Copy out the listing word for word, starting at the line with "point: distant snowy peak" and continuing up to and including the line with "point: snow mound".

* * *

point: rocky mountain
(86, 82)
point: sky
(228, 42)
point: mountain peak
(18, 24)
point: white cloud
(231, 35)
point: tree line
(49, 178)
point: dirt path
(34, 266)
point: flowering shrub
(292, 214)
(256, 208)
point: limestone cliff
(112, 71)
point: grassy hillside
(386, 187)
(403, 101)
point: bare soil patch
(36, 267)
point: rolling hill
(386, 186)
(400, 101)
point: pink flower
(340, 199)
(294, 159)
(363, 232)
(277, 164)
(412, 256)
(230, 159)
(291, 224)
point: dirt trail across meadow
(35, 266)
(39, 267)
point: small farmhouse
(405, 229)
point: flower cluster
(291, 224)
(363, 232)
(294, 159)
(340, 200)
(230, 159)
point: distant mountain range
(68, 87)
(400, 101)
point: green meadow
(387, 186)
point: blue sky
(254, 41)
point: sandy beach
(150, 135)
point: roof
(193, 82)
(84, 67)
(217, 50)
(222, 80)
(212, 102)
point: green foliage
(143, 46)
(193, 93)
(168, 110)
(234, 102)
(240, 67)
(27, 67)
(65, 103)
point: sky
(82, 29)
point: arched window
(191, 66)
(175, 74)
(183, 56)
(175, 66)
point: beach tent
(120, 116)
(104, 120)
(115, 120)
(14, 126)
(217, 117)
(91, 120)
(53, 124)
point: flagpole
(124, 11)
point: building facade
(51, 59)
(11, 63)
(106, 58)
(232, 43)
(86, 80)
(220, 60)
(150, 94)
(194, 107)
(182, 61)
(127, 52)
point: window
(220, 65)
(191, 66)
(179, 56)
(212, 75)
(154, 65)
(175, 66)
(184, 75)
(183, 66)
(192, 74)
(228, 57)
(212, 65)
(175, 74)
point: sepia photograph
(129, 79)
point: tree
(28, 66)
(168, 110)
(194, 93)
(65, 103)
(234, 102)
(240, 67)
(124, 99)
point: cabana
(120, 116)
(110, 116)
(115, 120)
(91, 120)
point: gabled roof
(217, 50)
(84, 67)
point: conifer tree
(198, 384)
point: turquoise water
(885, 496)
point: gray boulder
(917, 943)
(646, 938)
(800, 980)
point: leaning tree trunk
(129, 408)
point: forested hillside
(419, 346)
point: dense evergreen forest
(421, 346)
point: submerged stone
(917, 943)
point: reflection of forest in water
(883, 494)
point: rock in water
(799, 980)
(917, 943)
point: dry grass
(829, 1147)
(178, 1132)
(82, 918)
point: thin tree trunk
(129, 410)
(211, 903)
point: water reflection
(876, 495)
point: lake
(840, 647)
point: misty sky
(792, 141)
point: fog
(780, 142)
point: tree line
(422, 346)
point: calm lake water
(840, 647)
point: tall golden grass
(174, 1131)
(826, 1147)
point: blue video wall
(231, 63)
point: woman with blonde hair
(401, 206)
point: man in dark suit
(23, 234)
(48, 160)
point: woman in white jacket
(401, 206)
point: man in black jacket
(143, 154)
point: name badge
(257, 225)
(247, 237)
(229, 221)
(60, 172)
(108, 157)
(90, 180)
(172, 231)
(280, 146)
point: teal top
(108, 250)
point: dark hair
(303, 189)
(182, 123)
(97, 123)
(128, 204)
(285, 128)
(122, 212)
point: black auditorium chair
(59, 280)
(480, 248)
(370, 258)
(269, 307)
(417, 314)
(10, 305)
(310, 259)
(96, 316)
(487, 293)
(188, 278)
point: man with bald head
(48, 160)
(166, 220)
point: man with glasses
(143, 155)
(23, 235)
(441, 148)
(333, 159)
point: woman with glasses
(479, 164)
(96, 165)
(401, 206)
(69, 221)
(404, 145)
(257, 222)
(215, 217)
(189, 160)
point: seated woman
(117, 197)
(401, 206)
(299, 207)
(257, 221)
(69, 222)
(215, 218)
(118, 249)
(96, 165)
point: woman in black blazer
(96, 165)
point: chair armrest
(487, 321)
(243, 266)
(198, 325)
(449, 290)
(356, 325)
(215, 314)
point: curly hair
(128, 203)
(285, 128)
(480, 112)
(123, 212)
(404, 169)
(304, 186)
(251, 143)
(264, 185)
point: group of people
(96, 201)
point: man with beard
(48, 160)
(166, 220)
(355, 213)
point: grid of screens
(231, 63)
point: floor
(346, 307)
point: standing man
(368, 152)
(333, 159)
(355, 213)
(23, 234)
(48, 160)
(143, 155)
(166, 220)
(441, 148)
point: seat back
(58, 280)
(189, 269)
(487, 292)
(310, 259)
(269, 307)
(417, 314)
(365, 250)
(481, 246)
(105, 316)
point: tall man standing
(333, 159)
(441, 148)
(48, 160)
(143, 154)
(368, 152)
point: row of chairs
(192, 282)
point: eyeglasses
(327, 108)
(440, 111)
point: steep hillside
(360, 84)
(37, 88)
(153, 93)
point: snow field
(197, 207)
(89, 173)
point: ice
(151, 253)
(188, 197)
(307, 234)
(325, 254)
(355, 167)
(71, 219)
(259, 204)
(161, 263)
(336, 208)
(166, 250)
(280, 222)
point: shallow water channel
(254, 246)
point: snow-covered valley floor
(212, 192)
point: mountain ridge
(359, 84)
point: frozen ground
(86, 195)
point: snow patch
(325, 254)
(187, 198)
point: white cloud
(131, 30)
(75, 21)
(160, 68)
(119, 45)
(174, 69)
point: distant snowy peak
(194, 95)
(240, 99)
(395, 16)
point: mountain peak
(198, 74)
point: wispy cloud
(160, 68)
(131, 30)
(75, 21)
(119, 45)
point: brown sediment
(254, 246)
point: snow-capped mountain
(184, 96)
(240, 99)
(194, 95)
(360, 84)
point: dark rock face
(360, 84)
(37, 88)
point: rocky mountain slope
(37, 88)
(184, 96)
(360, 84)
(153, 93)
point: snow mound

* * *

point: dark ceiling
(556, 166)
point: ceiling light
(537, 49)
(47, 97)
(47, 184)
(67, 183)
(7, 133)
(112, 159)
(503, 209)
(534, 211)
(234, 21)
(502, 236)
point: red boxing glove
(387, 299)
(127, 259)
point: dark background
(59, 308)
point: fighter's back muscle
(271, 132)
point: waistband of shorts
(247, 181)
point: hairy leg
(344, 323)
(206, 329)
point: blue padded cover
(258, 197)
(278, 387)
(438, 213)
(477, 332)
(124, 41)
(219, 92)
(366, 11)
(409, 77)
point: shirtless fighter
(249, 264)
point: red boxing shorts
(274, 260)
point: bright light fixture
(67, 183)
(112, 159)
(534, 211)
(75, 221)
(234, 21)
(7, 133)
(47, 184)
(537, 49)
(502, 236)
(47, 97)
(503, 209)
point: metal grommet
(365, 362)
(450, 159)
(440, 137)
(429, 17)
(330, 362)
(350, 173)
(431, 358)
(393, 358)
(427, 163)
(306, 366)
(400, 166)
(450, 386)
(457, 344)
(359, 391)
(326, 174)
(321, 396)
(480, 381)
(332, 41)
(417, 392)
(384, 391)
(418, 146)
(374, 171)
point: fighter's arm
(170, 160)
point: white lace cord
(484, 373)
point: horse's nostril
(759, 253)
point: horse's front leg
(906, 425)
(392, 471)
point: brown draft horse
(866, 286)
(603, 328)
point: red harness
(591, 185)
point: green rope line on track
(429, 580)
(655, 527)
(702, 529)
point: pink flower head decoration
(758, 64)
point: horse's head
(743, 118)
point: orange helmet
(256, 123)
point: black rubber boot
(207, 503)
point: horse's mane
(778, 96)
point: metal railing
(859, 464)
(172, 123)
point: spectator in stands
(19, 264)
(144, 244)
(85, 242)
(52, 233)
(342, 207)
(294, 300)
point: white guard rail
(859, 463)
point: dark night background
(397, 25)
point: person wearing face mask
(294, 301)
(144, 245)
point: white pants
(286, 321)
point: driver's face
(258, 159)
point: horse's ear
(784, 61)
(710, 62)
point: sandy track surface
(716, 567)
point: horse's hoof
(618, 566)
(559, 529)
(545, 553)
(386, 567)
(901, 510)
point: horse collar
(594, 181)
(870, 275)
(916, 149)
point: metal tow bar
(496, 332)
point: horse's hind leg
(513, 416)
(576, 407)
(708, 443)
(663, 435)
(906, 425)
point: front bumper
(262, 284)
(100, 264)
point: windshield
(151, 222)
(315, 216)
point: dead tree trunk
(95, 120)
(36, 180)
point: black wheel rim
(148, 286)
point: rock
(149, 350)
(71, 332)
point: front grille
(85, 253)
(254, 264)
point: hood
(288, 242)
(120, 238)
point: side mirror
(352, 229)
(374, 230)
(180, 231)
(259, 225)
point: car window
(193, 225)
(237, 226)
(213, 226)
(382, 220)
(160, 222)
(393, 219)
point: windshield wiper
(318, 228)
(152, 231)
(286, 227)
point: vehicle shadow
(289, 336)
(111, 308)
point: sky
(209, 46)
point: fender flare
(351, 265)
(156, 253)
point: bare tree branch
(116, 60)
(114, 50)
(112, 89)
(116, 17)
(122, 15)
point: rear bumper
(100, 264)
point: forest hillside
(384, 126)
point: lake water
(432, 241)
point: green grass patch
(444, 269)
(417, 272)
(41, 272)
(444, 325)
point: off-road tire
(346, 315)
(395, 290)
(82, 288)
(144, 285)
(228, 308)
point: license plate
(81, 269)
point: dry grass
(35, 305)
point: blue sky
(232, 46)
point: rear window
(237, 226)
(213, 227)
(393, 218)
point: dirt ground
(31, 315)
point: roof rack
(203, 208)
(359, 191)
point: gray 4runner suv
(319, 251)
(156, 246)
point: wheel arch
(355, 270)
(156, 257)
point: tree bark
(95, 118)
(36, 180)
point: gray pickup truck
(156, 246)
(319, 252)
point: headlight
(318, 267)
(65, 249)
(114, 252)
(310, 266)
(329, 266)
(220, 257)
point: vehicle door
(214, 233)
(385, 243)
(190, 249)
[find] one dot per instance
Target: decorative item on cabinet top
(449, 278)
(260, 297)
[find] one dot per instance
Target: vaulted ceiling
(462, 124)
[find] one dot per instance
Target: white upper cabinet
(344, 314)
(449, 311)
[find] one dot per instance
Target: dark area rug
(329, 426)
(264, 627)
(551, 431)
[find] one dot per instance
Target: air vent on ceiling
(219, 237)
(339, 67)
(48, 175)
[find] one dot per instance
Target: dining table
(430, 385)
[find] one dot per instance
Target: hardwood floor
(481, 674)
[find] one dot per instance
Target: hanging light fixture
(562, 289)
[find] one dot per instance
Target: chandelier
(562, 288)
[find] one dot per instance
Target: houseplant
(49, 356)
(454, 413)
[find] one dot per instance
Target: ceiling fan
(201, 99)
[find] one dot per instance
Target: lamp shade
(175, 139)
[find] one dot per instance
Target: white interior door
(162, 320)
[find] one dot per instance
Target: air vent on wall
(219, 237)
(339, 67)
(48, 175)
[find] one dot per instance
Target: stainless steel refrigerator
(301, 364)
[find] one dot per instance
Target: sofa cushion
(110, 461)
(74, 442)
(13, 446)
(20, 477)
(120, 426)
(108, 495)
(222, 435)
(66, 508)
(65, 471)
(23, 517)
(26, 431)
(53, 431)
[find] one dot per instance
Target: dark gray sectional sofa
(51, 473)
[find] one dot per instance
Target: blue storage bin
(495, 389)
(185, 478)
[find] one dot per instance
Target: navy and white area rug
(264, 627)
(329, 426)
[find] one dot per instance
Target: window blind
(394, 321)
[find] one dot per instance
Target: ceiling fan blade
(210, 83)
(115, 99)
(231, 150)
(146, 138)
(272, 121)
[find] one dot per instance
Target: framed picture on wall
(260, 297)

* * *

- Written answer -
point: distant snowy peak
(194, 95)
(240, 99)
(395, 16)
point: mountain peak
(198, 74)
point: wispy cloud
(160, 68)
(131, 30)
(75, 21)
(119, 45)
point: brown sediment
(254, 246)
point: snow-capped mountain
(184, 96)
(240, 99)
(194, 95)
(360, 84)
point: dark rock face
(360, 84)
(37, 88)
point: rocky mountain slope
(37, 88)
(184, 96)
(360, 84)
(153, 93)
point: snow mound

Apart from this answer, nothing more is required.